__Opdracht__. Geef uit het tekstgedeelte over Saidpur alles van "Overal in het" tot en met "mooi te maken." letterlijk weer.

__Tekstgedeelte__.
════════
5. De regens van Saidpur 

Said was een jaarof 25. Hij wist het niet precies, want hij stond nergens geregistreerd. Ook zijn naam had hij zelf verzonnen. Said. Afgeleid van zijn woonplaats Saidpur, een deplorabel stadje in het noorden van Bangladesh, vlakbij de grens met India. Een uiterst armoedig en onderontwikkeld gebied. Er is gebrek aan alles. Zeer regelmatig valt de elektriciteit uit. 

Bovendien is het één van de meest regenrijke gebieden ter wereld.
      Per jaar -en dan vooral tijdens de moessons- valt hier zo’n 10.000 mm regen en dat is ruim tien keer zo veel als in Nederland.
Er zijn een paar paraplufabriekjes. De belangrijkste industrie in dit gebied. Hoewel: Industrie is een groot woord. Veel mensen hebben het in eigen hand genomen en zijn een klein soort zelfstandigen, die hun eigen paraplu's maken en proberen te verkopen. 
      Maar omdat er in dit gebied vrijwel geen toeristen zijn, moeten ze hun produkten aan de eigen mensen verkopen. Ze proberen er kunstwerkjes van te maken, maar moeten ook zorgen dar het betaalbaar blijft. Een behoorlijk wankel bestaan. Deze paraplu heb ik van hem gekocht.    



In 2002 ben ik er acht dagen geweest. Het regende vrijwel permanent en het regende hard.
      Bovendien was de elektriciteit zo’n tachtig procent van de tijd uitgevallen. 
(Ik verzeker u dat deze combinatie van factoren behoorlijk ontregelend werkt).
      Overal in het landschap zie je mensen met paraplu’s.

 

                             

                                                                 
De steel 

Said schepte er genoegen in om het handvat mooi te maken.  

                                                            

 

 

6. Het symbool van Bengaalse vrijheid

Fotograaf Kadir van Lohuizen is één van de exposanten op het Fotofestival Naarden, dat nog duurt tot 21 juni. Water is daar het overkoepelend thema. De fotograaf reisde naar een aantal plekken op aarde, waar de stijging van de zeespiegel duidelijk zichtbaar is.
                   

(Foto: Henk Weltevreden)

Hij was ondermeer in Bangladesh en schetste voor de T.V. een angstaanjagend toekomstbeeld voor dit land. Jaarlijks zijn er overstromingen en die zullen steeds erger worden. Enerzijds door de stijging van de zeespiegel, anderzijds door toenemend smeltwater uit de Himalaya door klimaatverhoging. Als er geen ingrijpende maatregelen worden getroffen moeten volgens de fotograaf binnen afzienbare tijd zo’n 50 miljoen mensen geëvacueerd worden.
════════
__Aangeleverde gegevens__.

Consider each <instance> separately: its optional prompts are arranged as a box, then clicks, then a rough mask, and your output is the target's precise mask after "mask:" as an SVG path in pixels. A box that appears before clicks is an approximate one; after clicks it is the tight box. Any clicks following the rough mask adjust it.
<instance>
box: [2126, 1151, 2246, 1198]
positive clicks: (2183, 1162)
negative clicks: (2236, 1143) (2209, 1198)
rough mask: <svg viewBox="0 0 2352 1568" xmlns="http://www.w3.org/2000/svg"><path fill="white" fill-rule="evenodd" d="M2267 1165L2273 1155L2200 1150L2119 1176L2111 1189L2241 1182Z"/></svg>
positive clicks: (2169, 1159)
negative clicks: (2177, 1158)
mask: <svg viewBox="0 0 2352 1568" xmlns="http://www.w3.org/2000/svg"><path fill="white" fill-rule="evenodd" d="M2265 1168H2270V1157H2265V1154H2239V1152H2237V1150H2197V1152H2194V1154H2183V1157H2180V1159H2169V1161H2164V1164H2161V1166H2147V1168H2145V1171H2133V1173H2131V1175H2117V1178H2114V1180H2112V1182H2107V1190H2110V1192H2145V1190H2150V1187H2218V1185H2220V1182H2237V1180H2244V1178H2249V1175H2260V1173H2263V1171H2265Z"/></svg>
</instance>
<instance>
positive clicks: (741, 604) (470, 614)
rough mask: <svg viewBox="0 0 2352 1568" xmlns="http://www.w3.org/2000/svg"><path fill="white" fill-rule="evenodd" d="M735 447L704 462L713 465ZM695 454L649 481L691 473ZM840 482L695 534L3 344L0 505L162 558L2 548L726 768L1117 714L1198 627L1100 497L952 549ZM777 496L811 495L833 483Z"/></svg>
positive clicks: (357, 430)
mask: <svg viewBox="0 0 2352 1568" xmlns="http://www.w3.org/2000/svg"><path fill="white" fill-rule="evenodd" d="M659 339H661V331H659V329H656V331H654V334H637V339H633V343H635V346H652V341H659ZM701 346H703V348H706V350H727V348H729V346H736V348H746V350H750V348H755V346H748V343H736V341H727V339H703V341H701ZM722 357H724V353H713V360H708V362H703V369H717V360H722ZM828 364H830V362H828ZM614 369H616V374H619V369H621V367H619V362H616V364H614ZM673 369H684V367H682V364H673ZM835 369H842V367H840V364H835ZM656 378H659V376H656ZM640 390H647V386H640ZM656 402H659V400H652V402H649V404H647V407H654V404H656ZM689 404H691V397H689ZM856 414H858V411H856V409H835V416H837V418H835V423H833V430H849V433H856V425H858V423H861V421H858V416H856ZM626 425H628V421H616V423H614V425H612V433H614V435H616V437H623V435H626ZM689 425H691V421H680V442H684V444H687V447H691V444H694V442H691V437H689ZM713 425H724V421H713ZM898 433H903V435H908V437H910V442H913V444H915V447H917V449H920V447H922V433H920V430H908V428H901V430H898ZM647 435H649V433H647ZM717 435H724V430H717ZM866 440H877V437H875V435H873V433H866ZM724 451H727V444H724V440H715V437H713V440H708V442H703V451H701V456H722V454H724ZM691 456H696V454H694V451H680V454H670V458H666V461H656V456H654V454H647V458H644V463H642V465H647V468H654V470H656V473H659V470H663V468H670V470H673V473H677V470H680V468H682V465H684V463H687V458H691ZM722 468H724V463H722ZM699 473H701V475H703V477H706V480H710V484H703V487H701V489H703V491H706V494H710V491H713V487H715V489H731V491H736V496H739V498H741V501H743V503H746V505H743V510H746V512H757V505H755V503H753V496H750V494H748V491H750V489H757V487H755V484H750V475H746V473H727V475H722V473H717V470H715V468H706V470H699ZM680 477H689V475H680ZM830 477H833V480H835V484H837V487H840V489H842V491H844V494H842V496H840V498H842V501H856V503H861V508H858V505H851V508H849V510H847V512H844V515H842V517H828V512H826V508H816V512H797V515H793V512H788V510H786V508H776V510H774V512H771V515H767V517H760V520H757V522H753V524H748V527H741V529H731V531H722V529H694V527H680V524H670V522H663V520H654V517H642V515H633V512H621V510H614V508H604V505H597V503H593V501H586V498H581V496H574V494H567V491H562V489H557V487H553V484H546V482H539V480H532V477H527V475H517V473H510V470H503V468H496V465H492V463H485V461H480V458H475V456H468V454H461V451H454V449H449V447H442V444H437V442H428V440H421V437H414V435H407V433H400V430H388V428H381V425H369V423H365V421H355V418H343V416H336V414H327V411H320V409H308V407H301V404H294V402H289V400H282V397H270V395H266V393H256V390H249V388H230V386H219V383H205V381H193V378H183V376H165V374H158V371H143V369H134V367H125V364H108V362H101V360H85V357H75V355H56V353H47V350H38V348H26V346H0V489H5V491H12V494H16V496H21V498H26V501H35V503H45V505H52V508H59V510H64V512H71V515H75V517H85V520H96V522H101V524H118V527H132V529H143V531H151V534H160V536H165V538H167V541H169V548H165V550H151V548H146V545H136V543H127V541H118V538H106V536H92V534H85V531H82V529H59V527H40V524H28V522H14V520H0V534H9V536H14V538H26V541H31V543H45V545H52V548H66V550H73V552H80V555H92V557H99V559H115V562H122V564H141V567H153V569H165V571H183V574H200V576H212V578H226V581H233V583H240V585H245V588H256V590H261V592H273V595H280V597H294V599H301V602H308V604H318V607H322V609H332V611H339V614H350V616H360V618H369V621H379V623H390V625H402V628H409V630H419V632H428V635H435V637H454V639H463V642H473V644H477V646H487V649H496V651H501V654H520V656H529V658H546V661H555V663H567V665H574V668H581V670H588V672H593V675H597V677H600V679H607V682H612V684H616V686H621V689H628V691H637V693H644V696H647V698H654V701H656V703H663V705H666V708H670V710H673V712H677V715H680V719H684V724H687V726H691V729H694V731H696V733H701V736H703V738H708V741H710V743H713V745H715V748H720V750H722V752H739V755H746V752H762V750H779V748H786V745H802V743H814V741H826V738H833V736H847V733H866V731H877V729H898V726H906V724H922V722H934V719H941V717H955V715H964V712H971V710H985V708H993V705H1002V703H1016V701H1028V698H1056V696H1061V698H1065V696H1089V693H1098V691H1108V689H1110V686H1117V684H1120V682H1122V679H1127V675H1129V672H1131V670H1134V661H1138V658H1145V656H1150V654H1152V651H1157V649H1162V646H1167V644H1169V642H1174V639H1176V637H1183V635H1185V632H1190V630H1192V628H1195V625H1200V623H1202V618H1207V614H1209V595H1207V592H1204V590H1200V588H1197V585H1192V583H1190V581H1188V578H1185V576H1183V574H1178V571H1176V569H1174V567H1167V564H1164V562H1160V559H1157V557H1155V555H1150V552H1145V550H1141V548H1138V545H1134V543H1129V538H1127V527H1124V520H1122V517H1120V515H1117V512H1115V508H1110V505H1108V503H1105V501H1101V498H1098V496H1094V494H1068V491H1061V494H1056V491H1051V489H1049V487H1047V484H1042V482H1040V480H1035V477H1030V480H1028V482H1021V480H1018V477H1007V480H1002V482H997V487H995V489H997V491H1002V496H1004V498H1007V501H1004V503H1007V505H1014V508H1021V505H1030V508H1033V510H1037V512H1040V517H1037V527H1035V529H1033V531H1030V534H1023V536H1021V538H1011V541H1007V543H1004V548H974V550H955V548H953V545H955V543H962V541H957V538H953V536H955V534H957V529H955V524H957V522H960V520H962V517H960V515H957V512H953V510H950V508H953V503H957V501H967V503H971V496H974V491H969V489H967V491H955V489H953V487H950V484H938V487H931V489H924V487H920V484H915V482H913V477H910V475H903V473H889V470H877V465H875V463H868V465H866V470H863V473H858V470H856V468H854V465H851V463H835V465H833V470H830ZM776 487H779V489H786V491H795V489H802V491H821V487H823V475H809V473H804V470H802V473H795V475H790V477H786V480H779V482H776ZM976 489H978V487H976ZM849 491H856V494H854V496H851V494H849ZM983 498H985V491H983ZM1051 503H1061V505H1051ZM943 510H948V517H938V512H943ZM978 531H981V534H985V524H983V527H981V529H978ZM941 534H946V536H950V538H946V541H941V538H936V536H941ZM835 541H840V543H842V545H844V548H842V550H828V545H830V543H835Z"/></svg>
════════
__Uitgewerkte opdracht__.
Overal in het landschap zie je mensen met paraplu’s.

 

                             

                                                                 
De steel 

Said schepte er genoegen in om het handvat mooi te maken.